- Text block:
--

Suspend is a flag telling the controller to suspend subsequent runs of the application if set to true. Defaults to false.

concurrencyPolicy
ConcurrencyPolicy

ConcurrencyPolicy is the policy governing concurrent SparkApplication runs.

successfulRunHistoryLimit
int32
(Optional)

SuccessfulRunHistoryLimit is the number of past successful runs of the application to keep. Defaults to 1.

failedRunHistoryLimit
int32
(Optional)

FailedRunHistoryLimit is the number of past failed runs of the application to keep. Defaults to 1.

status
ScheduledSparkApplicationStatus

SparkApplication

SparkApplication represents a Spark application running on and using Kubernetes as a cluster manager.

Field Description
apiVersion
string
sparkoperator.k8s.io/v1beta2
kind
string
SparkApplication
metadata
Kubernetes meta/v1.ObjectMeta
Refer to the Kubernetes API documentation for the fields of the metadata field.
spec
SparkApplicationSpec


type
SparkApplicationType

Type tells the type of the Spark application.

sparkVersion
string

SparkVersion is the version of Spark the application uses.

mode
DeployMode

Mode is the deployment mode of the Spark application.

image
string
(Optional)

Image is the container image for the driver, executor, and init-container. Any custom container images for the driver, executor, or init-container takes precedence over this.

imagePullPolicy
string
(Optional)

ImagePullPolicy is the image pull policy for the driver, executor, and init-container.

imagePullSecrets
[]string
(Optional)

ImagePullSecrets is the list of image-pull secrets.

mainClass
string
(Optional)

MainClass is the fully-qualified main class of the Spark application. This only applies to Java/Scala Spark applications.

mainApplicationFile
string
(Optional)

MainFile is the path to a bundled JAR, Python, or R file of the application.

arguments
[]string
(Optional)

Arguments is a list of arguments to be passed to the application.

sparkConf
map[string]string
(Optional)

SparkConf carries user-specified Spark configuration properties as they would use the “–conf” option in spark-submit.

hadoopConf
map[string]string
(Optional)

HadoopConf carries user-specified Hadoop configuration properties as they would use the the “–conf” option in spark-submit. The SparkApplication controller automatically adds prefix “spark.hadoop.” to Hadoop configuration properties.

sparkConfigMap
string
(Optional)

SparkConfigMap carries the name of the ConfigMap containing Spark configuration files such as log4j.properties. The controller will add environment variable SPARK_CONF_DIR to the path where the ConfigMap is mounted to.

hadoopConfigMap
string
(Optional)

--

- Material:
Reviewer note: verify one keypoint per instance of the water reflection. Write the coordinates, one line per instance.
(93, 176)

--

- Task: In the Spark operator API reference, find every field whose type is string and that is marked (Optional). List their names.

- Task response:
image
imagePullPolicy
mainClass
mainApplicationFile
sparkConfigMap
hadoopConfigMap